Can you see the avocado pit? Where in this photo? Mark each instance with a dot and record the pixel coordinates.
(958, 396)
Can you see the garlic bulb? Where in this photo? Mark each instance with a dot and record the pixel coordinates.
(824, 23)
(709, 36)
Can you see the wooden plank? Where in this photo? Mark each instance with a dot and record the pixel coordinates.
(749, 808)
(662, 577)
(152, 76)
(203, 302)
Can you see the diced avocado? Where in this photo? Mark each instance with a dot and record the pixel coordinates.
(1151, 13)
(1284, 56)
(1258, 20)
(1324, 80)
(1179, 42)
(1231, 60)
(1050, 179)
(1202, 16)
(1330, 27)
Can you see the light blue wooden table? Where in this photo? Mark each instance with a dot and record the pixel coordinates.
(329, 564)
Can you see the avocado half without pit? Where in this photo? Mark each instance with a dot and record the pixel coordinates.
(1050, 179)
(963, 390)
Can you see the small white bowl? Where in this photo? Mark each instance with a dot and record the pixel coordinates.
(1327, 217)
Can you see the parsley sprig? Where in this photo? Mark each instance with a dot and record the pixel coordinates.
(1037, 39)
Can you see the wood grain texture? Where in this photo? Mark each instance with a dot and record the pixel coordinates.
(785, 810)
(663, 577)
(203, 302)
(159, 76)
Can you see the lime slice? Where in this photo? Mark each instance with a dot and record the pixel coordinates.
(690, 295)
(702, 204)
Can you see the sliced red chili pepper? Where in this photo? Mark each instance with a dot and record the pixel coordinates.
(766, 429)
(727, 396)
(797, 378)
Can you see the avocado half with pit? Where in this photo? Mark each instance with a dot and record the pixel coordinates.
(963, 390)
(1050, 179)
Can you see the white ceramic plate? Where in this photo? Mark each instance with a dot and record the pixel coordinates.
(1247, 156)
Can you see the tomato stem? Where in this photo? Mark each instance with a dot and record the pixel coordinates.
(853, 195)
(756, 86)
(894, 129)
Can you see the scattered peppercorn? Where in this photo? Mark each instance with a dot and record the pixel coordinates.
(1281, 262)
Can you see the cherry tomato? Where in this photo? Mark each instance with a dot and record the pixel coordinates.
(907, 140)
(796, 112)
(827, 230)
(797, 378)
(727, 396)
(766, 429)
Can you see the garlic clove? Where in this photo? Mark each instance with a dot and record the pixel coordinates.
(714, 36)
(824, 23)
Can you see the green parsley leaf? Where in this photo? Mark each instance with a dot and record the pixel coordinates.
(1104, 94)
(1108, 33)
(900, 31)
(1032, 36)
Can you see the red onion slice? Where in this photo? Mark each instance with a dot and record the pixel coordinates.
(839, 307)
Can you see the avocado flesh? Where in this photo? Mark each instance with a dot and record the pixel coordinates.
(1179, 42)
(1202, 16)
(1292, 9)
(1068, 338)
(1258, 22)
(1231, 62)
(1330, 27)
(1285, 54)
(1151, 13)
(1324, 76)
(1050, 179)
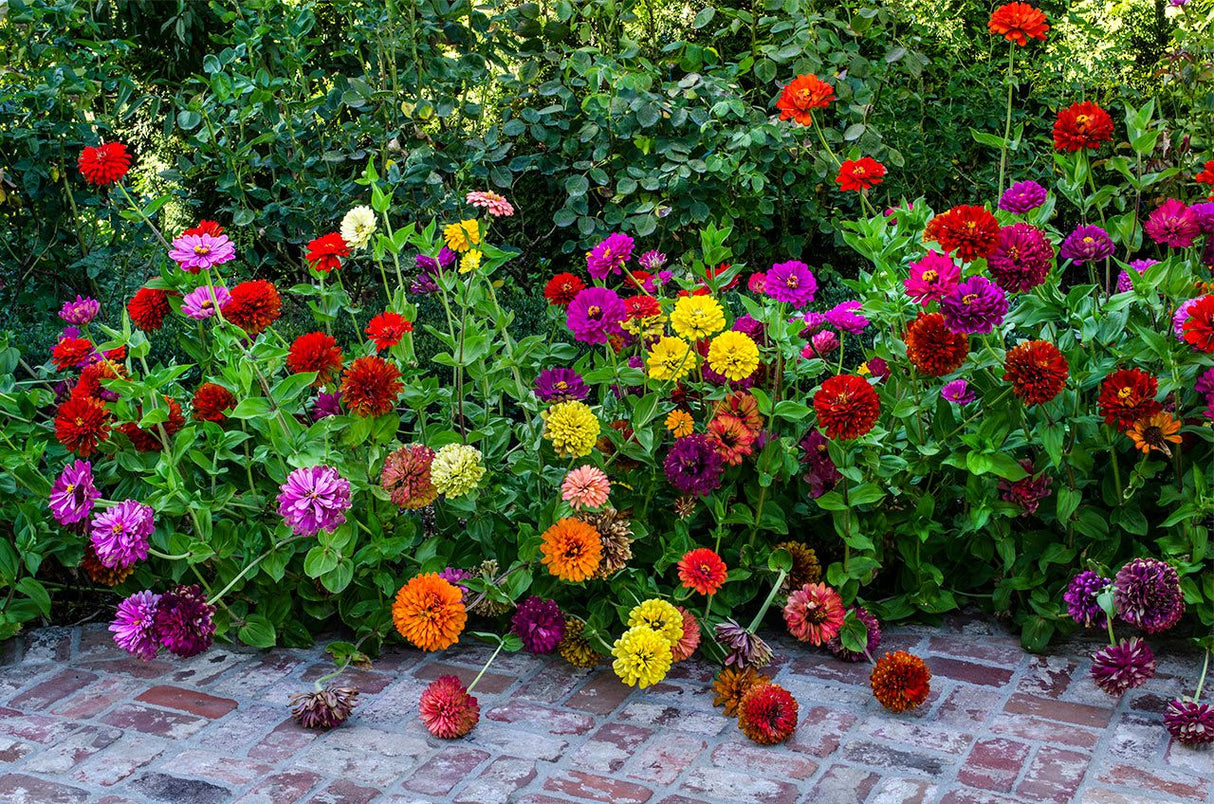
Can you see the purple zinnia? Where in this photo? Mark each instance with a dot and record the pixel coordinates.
(73, 493)
(313, 499)
(1022, 197)
(975, 305)
(539, 623)
(1022, 258)
(560, 385)
(610, 255)
(594, 315)
(1081, 599)
(134, 624)
(693, 465)
(81, 311)
(1147, 594)
(1085, 244)
(1122, 667)
(874, 638)
(958, 392)
(183, 621)
(120, 534)
(1173, 224)
(1190, 722)
(790, 282)
(202, 303)
(197, 253)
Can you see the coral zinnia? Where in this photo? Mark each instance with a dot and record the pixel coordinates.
(801, 96)
(1037, 371)
(447, 709)
(572, 549)
(315, 352)
(1017, 22)
(846, 406)
(429, 612)
(1081, 126)
(767, 714)
(901, 681)
(813, 613)
(932, 347)
(970, 231)
(702, 570)
(370, 385)
(1127, 396)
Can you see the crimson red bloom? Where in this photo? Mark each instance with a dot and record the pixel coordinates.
(81, 424)
(210, 402)
(1081, 126)
(148, 307)
(1128, 395)
(562, 288)
(971, 231)
(387, 328)
(105, 164)
(847, 406)
(860, 174)
(324, 253)
(315, 352)
(254, 306)
(370, 386)
(702, 570)
(1037, 371)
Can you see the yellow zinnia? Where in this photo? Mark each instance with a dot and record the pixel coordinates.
(696, 317)
(733, 355)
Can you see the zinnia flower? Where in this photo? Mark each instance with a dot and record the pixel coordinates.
(429, 612)
(585, 487)
(571, 549)
(846, 406)
(370, 385)
(813, 613)
(901, 681)
(313, 499)
(447, 709)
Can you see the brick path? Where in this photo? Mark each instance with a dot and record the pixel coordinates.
(80, 722)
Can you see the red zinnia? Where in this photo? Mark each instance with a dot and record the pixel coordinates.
(148, 307)
(80, 424)
(801, 96)
(324, 253)
(1128, 395)
(932, 347)
(562, 288)
(71, 352)
(1198, 328)
(1037, 371)
(370, 386)
(1082, 125)
(210, 402)
(1017, 22)
(847, 406)
(702, 570)
(387, 328)
(315, 352)
(105, 164)
(860, 174)
(254, 306)
(971, 231)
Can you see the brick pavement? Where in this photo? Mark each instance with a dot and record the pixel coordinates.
(80, 722)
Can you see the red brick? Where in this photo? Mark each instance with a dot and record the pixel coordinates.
(590, 787)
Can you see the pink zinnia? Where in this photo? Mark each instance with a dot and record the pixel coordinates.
(585, 487)
(197, 253)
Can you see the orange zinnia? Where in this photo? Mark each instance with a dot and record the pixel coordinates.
(572, 549)
(429, 612)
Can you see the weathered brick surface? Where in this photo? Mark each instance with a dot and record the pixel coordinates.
(80, 722)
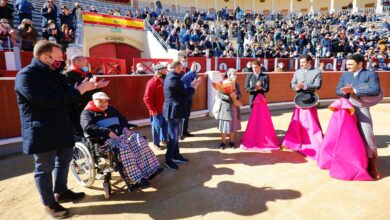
◇ ◇ ◇ ◇
Given request » Output all of the data above as a numbered list, one line per entry, skipping any blank lines and leaving out the pictures.

Correct response »
1. Can you see the avocado pit? Where in this photo? Mark each instance with a dot and record the pixel coordinates.
2. (958, 396)
3. Can you see the garlic bulb? Where in this photo? Mark each instance with a dot and record the pixel coordinates.
4. (824, 23)
5. (709, 36)
6. Can you see the wooden plank? Where in this photo? Mark each instance with a dot and record the pixel coordinates.
7. (749, 808)
8. (662, 577)
9. (152, 76)
10. (203, 302)
11. Can you see the diced avocado? Where in this photo? Mark each instance with a dot and record the pixel coordinates.
12. (1151, 13)
13. (1284, 56)
14. (1258, 20)
15. (1324, 80)
16. (1179, 42)
17. (1231, 60)
18. (1050, 179)
19. (1202, 16)
20. (1330, 27)
21. Can you see the light blue wooden table? Where in this photo? Mark each instance with a dot and record the pixel coordinates.
22. (329, 564)
23. Can you see the avocado half without pit? Where in this photo? Mark each instance with a dot and record the pixel coordinates.
24. (1050, 179)
25. (963, 390)
26. Can you see the small white bowl? Where in this photo? Mark each instance with a dot and record the pixel coordinates.
27. (1327, 217)
28. Can you see the parsley sprig? Where in this photo? Mark each instance with a dot and record the pixel coordinates.
29. (1037, 39)
30. Can you see the wood grain texture? Where in this photo? Mark each instance with a dot and record the pixel coordinates.
31. (785, 810)
32. (663, 577)
33. (203, 302)
34. (159, 76)
35. Can you see the lime slice? Where in this photo? Mark each instance with a dot and record the pixel coordinates.
36. (690, 295)
37. (702, 204)
38. Can you see the sliced red chili pepper? Where in this photo? Mark each instance with a dot and record the pixel coordinates.
39. (766, 429)
40. (727, 396)
41. (797, 378)
42. Can you see the avocado half with pit? Where in this photo? Mark each instance with a dot and record the pixel coordinates.
43. (963, 390)
44. (1050, 179)
45. Can you see the white ceramic plate? Where in this photo? Mark each instance with a dot and record the pixel coordinates.
46. (1247, 156)
47. Can you see the tomato stem? Where in this photo? Mark each instance with a dot and record the pixel coordinates.
48. (853, 195)
49. (756, 86)
50. (894, 129)
51. Can you see the scattered peppercorn? Where in this photo? Mark each instance with a dot and record the pixel coordinates.
52. (1281, 262)
53. Can you see the cherry tomato? Where in this photo? Mark each instance with a dot and record the pixel coordinates.
54. (907, 140)
55. (796, 112)
56. (827, 230)
57. (797, 378)
58. (727, 396)
59. (766, 429)
60. Can you see the garlic clove? Where in this photo? Mark each instance with a dot and record the pixel coordinates.
61. (714, 36)
62. (824, 23)
63. Can you see the green parsley leaf? Where in this photo? Mark each instance with a dot and record the pixel coordinates.
64. (1104, 94)
65. (1108, 33)
66. (900, 31)
67. (1032, 36)
68. Can you see the red onion slice? Where in this photo? Mark each instance with a dot and record the pixel coordinates.
69. (839, 307)
70. Can you see the avocado flesh? Where in this photo? Mark each instance with a dot and record the pixel coordinates.
71. (1179, 42)
72. (1202, 16)
73. (1292, 9)
74. (1068, 338)
75. (1258, 22)
76. (1231, 62)
77. (1330, 27)
78. (1285, 54)
79. (1151, 13)
80. (1324, 76)
81. (1050, 179)
82. Can you see the purple zinnia? Where in this photo? Mark each instance with a dot and record the pixel coordinates.
83. (73, 493)
84. (313, 499)
85. (1022, 197)
86. (975, 305)
87. (539, 623)
88. (1022, 258)
89. (560, 385)
90. (610, 255)
91. (594, 315)
92. (1081, 599)
93. (134, 624)
94. (693, 465)
95. (81, 311)
96. (1147, 594)
97. (1085, 244)
98. (1122, 667)
99. (874, 638)
100. (958, 392)
101. (183, 621)
102. (120, 534)
103. (1173, 224)
104. (1190, 722)
105. (790, 282)
106. (202, 303)
107. (197, 253)
108. Can you see the coral zinnia? Where in this photo? Mark each instance with a dot and record the pixel coordinates.
109. (801, 96)
110. (1037, 371)
111. (447, 709)
112. (572, 549)
113. (315, 352)
114. (1017, 22)
115. (846, 406)
116. (429, 612)
117. (1081, 126)
118. (767, 714)
119. (901, 681)
120. (813, 613)
121. (932, 347)
122. (970, 231)
123. (702, 570)
124. (370, 385)
125. (1127, 396)
126. Can you see the crimson red bloom? Where in this photo? Mark each instance with a dot and record the pixel coordinates.
127. (81, 424)
128. (210, 402)
129. (1081, 126)
130. (148, 307)
131. (1128, 395)
132. (562, 288)
133. (971, 231)
134. (387, 328)
135. (105, 164)
136. (847, 406)
137. (860, 174)
138. (324, 253)
139. (315, 352)
140. (254, 306)
141. (370, 386)
142. (702, 570)
143. (1037, 371)
144. Can you see the yellow zinnia? Where in this photo? Mark each instance with a dot and record the pixel coordinates.
145. (696, 317)
146. (733, 355)
147. Can you see the zinnia flower? Where in this photo? Mark each instance with a dot and record the pixel coordinates.
148. (429, 612)
149. (585, 487)
150. (571, 549)
151. (846, 406)
152. (370, 385)
153. (813, 613)
154. (901, 681)
155. (313, 499)
156. (447, 709)
157. Can you see the brick path? Where in this photo? Mark each instance with a dot and record the pixel coordinates.
158. (80, 722)
159. Can you see the red zinnia? Where in this photo? Mark each instance with a dot and record the pixel coordinates.
160. (148, 307)
161. (80, 424)
162. (801, 96)
163. (324, 253)
164. (1128, 395)
165. (932, 347)
166. (562, 288)
167. (71, 352)
168. (1198, 328)
169. (1037, 371)
170. (370, 386)
171. (1082, 125)
172. (210, 402)
173. (1017, 22)
174. (847, 406)
175. (702, 570)
176. (387, 328)
177. (315, 352)
178. (105, 164)
179. (860, 174)
180. (254, 306)
181. (971, 231)
182. Can you see the brick pavement? Where in this photo? Mark each instance with a dot and record the pixel coordinates.
183. (80, 722)
184. Can you see the red brick? Where in this photo? Mark each instance with a dot and record the pixel coordinates.
185. (590, 787)
186. Can you see the pink zinnia? Where in this photo? Mark each instance with a dot and record the pixel coordinates.
187. (585, 487)
188. (197, 253)
189. Can you see the orange zinnia? Where in this photo? Mark each instance with a dot and record the pixel coordinates.
190. (572, 549)
191. (429, 612)
192. Can you see the weathered brick surface? Where in this photo? Mark each instance with a dot and record the pixel coordinates.
193. (80, 722)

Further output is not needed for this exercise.